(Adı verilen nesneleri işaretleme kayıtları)
^^^^

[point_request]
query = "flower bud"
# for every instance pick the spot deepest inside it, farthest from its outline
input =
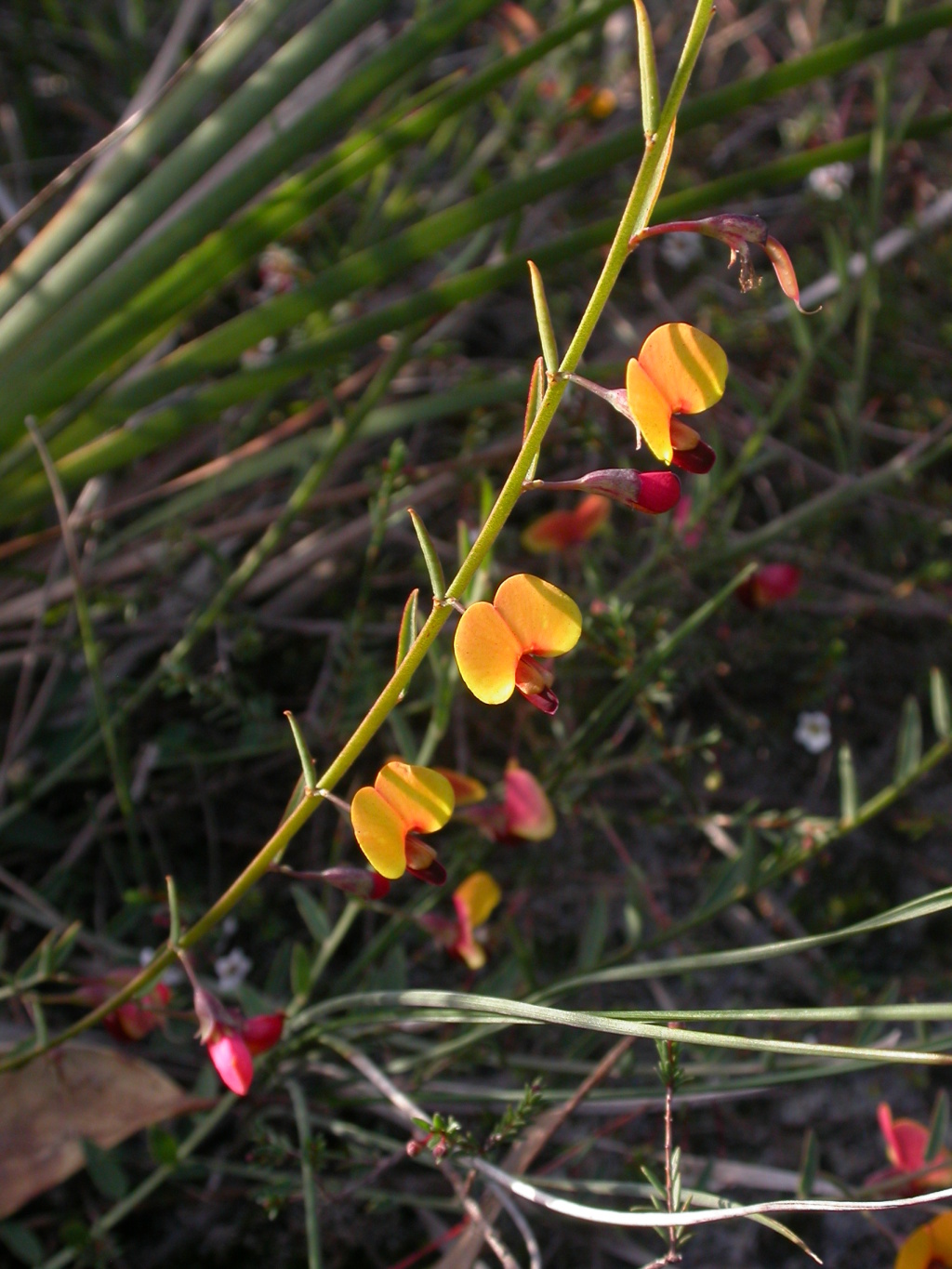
(770, 585)
(653, 493)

^^^^

(Alıştırma tanımı)
Tüm kayıtları iki sütunlu bir CSV olarak biçimlendirin: her kayıt bir satır olsun, "metin" sütununa kaydın metni, "cevap" sütununa da cevabı yazılsın. Her alanı tırnak içine alın, satır sonlarını boşluğa çevirin ve resimleri sonuca katmayın.

(Görev sonucu)
metin,cevap
"[point_request] query = ""flower bud"" # for every instance pick the spot deepest inside it, farthest from its outline input =","(770, 585) (653, 493)"